=== TASK A ===
In the entries, rewrite the lines from the one with "segment --target=sofa --vertices=whole-pixels" up to and including the last line of the entries, replacing "even-odd" with "nonzero" and leaving everything else unchanged.

=== QUOTED PASSAGE ===
Skip to Content
Technical Articles
Author's profile photo Abinaya Rajeshkannan

How to Build Custom OCR in SAP Intelligent RPA

Background:

SAP Intelligent Robotic Process Automation is an automation tool in which software mimic human-like manual mouse clicks, filling the details in the transactions, which helps mundane and repeatable business processes [1].

Most businesses use unstructured data(in pdf/jpg) in their day to day life, for example, invoices, scanned documents, handwritten scanned documents. In SAP Intelligent RPA, we might need to process these types of unstructured documents in order to fetch the data like invoice number, PO number, date, etc and feed into SAP transactions.

In this blog post, We are going to see how we can handle unstructured data in SAP Intelligent RPA. Let’s see, how we can extract the information from these documents.

Data Description:

Most of the unstructured invoices will be in pdf, image or handwritten format.  The below approach will help you to process all these three types of data. I am going to choose the language: Vietnamese which is one of the toughest languages to handle in OCR. For illustration purposes, I have created a dummy Vietnamese text pdf that contains Company Name, Address, Tel phone number, Invoice Number and Account Number. We are going to extract the page from the pdf and convert it into the image and then apply OCR to the image.

 

Implementation:

Steps in SAP Intelligent RPA:

1. Create a new project in SAP Intelligent RPA Desktop Studio.

2. Go to Workflow and create a new workflow.

3. Drag custom from activities bar next to start in the workflow. You will find Custom under activities bar in the bottom right corner of the desktop studio

4. After step 3: your workflow appears like the below screenshot,

5. Now, press build to build this project.

6. Once the project is built, the code would have been created.

Approach for OCR:

We built the project in Desktop Studio, now let’s move on to the OCR side. I used deep learning pre-trained models-vie.traineddata from tessdata(https://github.com/tesseract-ocr/tessdata) to extract fields from the above Vietnamese pdf. Tessdata totally offers more than 120 languages. Hence, if you want to use a different language then you can download <<your language>>.traineddata from the above-mentioned link and place it in tessdata folder and follow a similar procedure as below.

Steps:

1. Clone the repository(https://github.com/Abinaya23/ocr_extraction.git) inside your SAP Intelligent RPA project folder. I have added all the required files for this blog post in this repository.

2. Once you cloned, your file structure looks like this,

3. Install poppler from this link(http://blog.alivate.com.au/poppler-windows/). Add the path of poppler to the path(For eg: C:\Program Files\poppler-0.68. 0\bin)

=== DATASET RECORDS ===

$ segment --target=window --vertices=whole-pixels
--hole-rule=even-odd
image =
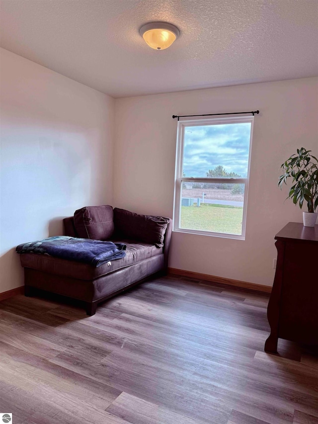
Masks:
[[[253,119],[178,121],[174,231],[244,240]]]

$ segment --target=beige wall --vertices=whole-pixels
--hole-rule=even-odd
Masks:
[[[155,82],[154,82],[155,84]],[[246,240],[172,235],[169,266],[271,285],[274,236],[301,212],[277,181],[301,146],[318,154],[317,78],[118,99],[114,204],[171,217],[177,122],[172,114],[254,110]]]
[[[112,202],[114,100],[1,49],[0,292],[23,284],[17,245]]]

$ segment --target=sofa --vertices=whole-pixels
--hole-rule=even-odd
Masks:
[[[100,302],[152,275],[166,273],[171,219],[107,205],[82,208],[63,221],[65,235],[124,243],[126,256],[95,267],[46,254],[21,254],[25,296],[40,289],[82,301],[91,316]]]

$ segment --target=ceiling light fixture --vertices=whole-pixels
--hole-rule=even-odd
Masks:
[[[171,23],[152,22],[143,25],[139,33],[150,47],[163,50],[171,46],[180,35],[180,31]]]

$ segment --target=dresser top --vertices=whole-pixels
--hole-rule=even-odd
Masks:
[[[289,222],[277,233],[275,239],[293,239],[303,241],[318,242],[318,225],[304,227],[300,222]]]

=== TASK B ===
Transcribe the SAP Intelligent RPA article from "1. Clone the" up to and including "C:\Program Files\poppler-0.68. 0\bin)" word for word.

=== TASK RESPONSE A ===
$ segment --target=sofa --vertices=whole-pixels
--hole-rule=nonzero
Masks:
[[[100,302],[152,275],[166,273],[171,219],[107,205],[82,208],[63,221],[65,235],[124,243],[126,256],[95,267],[46,254],[21,254],[25,296],[40,289],[82,301],[91,316]]]

$ segment --target=ceiling light fixture --vertices=whole-pixels
--hole-rule=nonzero
Masks:
[[[171,23],[152,22],[143,25],[139,33],[150,47],[163,50],[171,46],[180,35],[180,31]]]

$ segment --target=dresser top --vertices=whole-pixels
--hole-rule=nonzero
Masks:
[[[289,222],[277,233],[275,239],[293,239],[303,241],[318,242],[318,225],[304,227],[300,222]]]

=== TASK RESPONSE B ===
1. Clone the repository(https://github.com/Abinaya23/ocr_extraction.git) inside your SAP Intelligent RPA project folder. I have added all the required files for this blog post in this repository.

2. Once you cloned, your file structure looks like this,

3. Install poppler from this link(http://blog.alivate.com.au/poppler-windows/). Add the path of poppler to the path(For eg: C:\Program Files\poppler-0.68. 0\bin)